> [Exercise details]
Wherever a line of the records contains "instance", copy that line.

┌─ Information given

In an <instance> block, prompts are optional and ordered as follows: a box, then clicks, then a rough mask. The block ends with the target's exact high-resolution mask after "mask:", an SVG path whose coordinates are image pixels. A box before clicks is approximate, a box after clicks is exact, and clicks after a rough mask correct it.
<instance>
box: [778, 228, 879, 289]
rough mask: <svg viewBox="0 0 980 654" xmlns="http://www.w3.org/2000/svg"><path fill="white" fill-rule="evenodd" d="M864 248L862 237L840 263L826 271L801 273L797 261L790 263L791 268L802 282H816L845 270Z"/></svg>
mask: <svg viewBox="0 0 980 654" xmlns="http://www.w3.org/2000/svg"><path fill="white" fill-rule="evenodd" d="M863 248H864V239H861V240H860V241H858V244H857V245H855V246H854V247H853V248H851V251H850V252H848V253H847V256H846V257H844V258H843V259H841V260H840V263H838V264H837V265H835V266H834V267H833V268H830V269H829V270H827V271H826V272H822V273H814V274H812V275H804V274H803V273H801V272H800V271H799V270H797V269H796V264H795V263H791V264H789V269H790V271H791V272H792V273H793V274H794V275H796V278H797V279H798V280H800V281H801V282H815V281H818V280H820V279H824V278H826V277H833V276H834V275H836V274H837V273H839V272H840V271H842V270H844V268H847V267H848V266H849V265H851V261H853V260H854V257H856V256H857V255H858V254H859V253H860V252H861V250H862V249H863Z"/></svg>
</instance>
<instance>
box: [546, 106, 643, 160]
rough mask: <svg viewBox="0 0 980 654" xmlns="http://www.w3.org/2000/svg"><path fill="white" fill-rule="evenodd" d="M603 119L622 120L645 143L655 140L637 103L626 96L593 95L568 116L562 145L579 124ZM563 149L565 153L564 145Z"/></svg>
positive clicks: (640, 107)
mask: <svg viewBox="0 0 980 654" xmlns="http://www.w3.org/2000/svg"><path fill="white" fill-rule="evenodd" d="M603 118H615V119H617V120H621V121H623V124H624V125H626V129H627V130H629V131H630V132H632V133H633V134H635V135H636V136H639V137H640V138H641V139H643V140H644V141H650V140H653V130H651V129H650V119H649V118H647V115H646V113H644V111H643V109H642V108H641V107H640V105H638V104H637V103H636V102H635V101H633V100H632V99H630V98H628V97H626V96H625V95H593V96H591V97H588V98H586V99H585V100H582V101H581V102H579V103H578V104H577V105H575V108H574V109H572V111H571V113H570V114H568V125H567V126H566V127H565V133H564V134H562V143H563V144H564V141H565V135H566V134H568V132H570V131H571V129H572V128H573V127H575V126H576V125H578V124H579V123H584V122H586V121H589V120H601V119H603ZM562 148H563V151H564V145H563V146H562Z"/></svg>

└─

> [Task result]
In an <instance> block, prompts are optional and ordered as follows: a box, then clicks, then a rough mask. The block ends with the target's exact high-resolution mask after "mask:", an SVG path whose coordinates are image pixels. A box before clicks is approximate, a box after clicks is exact, and clicks after a rough mask correct it.
<instance>
</instance>
<instance>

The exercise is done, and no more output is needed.